[START]

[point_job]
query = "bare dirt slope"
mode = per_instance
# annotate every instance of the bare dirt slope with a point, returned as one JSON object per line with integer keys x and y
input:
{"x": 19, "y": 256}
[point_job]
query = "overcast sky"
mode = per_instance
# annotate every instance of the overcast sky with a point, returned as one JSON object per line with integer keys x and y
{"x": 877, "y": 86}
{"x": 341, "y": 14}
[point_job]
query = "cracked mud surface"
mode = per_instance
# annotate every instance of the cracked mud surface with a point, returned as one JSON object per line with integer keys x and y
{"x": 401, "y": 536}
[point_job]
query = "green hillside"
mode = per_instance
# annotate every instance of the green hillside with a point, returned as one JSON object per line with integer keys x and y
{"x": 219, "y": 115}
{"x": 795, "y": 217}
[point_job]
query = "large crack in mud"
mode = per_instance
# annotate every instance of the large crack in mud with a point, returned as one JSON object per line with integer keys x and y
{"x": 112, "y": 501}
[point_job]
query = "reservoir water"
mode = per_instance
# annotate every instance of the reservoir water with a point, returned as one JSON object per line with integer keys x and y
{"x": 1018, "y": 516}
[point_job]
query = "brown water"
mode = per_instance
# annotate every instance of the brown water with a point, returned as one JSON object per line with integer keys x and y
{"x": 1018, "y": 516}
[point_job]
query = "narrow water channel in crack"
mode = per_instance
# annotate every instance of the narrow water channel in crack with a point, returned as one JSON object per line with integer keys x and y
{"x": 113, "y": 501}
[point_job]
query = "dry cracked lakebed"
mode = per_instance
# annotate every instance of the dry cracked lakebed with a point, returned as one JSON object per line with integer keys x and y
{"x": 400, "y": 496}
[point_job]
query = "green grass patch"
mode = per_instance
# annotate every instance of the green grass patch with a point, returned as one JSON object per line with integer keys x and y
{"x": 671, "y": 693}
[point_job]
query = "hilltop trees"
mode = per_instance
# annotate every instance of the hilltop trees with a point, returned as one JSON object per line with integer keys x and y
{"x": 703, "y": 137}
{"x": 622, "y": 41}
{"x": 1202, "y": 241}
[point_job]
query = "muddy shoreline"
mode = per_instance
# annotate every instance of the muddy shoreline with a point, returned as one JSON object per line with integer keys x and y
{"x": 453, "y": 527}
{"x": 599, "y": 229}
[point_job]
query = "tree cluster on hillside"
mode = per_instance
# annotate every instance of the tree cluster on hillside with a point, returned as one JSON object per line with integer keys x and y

[END]

▸ **EXERCISE**: Output all of the data above without any alteration.

▸ **THE COMPLETED TASK**:
[point_job]
query = "bare dirt slope"
mode = per_instance
# annotate every instance of the bare dirt slope with a point, returned as one JSON object per line with integer keys x and y
input:
{"x": 19, "y": 256}
[point_job]
query = "overcast sky"
mode = per_instance
# annotate every instance of the overcast sky with a point, returned as one JSON object per line with integer keys x and y
{"x": 877, "y": 86}
{"x": 341, "y": 14}
[point_job]
query = "cracked mud surface"
mode = per_instance
# annotate every instance of the cracked mud surface with a point, returned as one JSON object per line with integer keys x and y
{"x": 401, "y": 536}
[point_job]
query = "green hillside"
mode = per_instance
# annotate every instance of the green hillside with a point, returned as one JSON object per line with integer keys x and y
{"x": 219, "y": 115}
{"x": 795, "y": 217}
[point_job]
query = "large crack in mud"
mode = per_instance
# annotate every instance of the large crack in mud with a point, returned as one JSON object per line with integer keys x and y
{"x": 112, "y": 501}
[point_job]
query = "reservoir water"
mode = per_instance
# annotate every instance of the reservoir water with a point, returned as one JSON object per line with integer keys x and y
{"x": 1018, "y": 516}
[point_job]
query = "brown water"
mode = per_instance
# annotate every instance of the brown water with a point, returned as one JSON object per line with integer keys x and y
{"x": 1018, "y": 516}
[point_job]
query = "narrow water channel in crack"
mode = per_instance
# annotate every instance of the narrow water channel in crack with a point, returned as one JSON object per line with integer keys x and y
{"x": 113, "y": 501}
[point_job]
query = "dry cracked lakebed"
mode = per_instance
# annotate every instance of the dry cracked lakebed with a point, returned as one JSON object per line with integer keys x and y
{"x": 400, "y": 496}
[point_job]
query = "green grass patch"
mode = per_instance
# annotate every instance of the green grass patch with a point, returned as one JSON object per line with integer keys x and y
{"x": 671, "y": 693}
[point_job]
query = "hilltop trees"
mode = per_instance
# annotate every instance of the hilltop trees with a point, returned as one JSON object per line with integer keys x and y
{"x": 703, "y": 137}
{"x": 622, "y": 41}
{"x": 1202, "y": 241}
[point_job]
query = "muddy shoreline"
mode = per_instance
# annotate every instance of the muddy shoreline with a point, returned as one JSON object per line with integer keys x and y
{"x": 453, "y": 527}
{"x": 599, "y": 229}
[point_job]
query = "tree cluster on hillside"
mode = per_instance
# annotate every instance of the tree cluster on hillside with a point, returned as one JSON object per line with integer keys x and y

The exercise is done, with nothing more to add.